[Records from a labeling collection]
-*-

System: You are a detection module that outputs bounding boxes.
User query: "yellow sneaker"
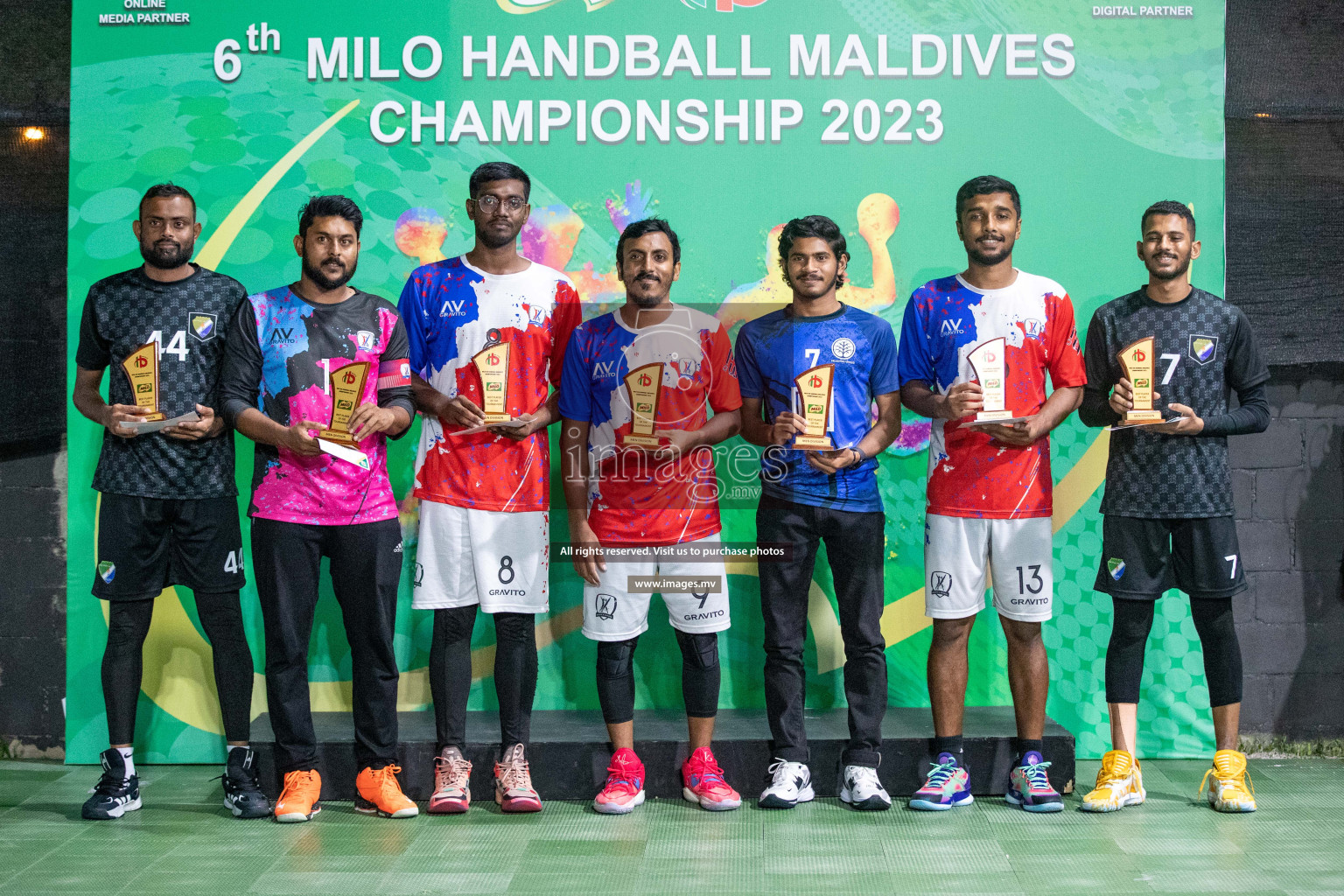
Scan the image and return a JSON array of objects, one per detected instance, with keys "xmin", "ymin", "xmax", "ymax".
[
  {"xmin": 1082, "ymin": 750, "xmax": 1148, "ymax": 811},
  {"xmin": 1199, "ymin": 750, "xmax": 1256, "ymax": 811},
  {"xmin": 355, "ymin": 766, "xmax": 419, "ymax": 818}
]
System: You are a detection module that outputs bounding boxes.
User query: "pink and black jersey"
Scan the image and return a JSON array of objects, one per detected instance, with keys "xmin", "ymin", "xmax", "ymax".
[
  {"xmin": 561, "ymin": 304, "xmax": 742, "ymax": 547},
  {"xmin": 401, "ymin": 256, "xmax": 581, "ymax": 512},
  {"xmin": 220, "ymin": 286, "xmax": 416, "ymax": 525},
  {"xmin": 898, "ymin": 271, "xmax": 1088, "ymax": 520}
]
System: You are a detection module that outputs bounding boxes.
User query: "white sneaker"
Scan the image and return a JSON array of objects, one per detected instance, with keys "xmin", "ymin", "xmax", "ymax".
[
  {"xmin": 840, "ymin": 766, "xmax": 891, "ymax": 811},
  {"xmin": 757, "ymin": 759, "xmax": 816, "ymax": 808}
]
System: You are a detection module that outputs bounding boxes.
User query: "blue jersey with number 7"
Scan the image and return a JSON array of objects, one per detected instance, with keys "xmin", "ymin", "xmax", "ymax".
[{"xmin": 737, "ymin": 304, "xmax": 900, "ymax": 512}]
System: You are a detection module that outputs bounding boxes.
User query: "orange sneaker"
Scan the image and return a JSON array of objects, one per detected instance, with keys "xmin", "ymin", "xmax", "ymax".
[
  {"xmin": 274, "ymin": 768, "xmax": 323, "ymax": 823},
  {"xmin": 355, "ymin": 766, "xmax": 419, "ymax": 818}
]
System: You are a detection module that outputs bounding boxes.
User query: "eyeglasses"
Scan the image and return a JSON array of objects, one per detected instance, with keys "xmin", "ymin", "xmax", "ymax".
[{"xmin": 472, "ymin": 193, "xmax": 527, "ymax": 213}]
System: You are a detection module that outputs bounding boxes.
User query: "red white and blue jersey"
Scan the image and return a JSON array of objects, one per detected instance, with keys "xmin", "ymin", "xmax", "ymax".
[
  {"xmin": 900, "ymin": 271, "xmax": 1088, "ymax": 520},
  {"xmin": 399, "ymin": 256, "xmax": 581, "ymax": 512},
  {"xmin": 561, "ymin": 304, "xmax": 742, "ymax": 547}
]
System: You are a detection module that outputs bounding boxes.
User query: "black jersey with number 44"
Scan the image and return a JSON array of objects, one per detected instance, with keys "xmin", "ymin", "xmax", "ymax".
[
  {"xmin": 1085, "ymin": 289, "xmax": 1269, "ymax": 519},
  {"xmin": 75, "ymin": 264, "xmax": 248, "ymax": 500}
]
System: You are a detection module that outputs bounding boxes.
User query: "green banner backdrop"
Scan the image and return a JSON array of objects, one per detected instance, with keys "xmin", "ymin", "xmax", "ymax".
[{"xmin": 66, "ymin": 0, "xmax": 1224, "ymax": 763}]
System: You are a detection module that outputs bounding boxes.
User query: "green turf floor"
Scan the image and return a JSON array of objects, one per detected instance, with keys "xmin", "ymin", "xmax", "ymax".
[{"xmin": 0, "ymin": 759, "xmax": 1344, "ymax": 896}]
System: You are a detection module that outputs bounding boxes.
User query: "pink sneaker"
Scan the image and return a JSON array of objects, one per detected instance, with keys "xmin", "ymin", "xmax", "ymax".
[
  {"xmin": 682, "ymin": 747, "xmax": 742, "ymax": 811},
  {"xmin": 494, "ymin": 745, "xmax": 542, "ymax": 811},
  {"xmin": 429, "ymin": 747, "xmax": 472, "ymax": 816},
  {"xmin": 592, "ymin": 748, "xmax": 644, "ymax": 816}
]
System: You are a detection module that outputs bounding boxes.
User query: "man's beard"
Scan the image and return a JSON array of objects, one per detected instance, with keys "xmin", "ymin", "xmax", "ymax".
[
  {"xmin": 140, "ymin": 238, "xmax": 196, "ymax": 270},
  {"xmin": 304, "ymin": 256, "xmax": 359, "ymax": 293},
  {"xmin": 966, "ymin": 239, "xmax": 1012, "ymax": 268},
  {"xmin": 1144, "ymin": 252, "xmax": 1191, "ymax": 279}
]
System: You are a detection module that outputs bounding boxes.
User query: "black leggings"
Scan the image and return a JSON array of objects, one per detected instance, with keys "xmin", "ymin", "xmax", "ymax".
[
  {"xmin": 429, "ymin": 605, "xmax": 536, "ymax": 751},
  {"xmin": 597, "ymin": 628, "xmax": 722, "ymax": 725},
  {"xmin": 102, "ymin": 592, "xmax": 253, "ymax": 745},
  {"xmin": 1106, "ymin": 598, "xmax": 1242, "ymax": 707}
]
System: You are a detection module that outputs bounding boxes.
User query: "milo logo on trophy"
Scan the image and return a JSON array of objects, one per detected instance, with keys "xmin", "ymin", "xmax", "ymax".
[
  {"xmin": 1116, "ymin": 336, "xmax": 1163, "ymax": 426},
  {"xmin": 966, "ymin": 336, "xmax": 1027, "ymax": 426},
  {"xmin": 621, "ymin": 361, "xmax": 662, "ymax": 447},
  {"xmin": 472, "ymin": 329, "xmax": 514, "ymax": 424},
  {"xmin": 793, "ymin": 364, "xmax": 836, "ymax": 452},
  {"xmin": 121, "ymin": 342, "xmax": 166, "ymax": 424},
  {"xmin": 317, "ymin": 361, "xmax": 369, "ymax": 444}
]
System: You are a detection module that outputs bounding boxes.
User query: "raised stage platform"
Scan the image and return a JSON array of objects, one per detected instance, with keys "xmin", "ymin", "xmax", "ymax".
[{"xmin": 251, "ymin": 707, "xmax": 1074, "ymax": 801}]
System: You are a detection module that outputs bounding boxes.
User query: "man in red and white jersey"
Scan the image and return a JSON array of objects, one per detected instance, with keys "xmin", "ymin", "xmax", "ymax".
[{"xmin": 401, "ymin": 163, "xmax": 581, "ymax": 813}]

-*-

### WHAT TO PRODUCE
How many lines in the records above contain the string "pink"? Reply with the number only.

### EXERCISE SOLUTION
2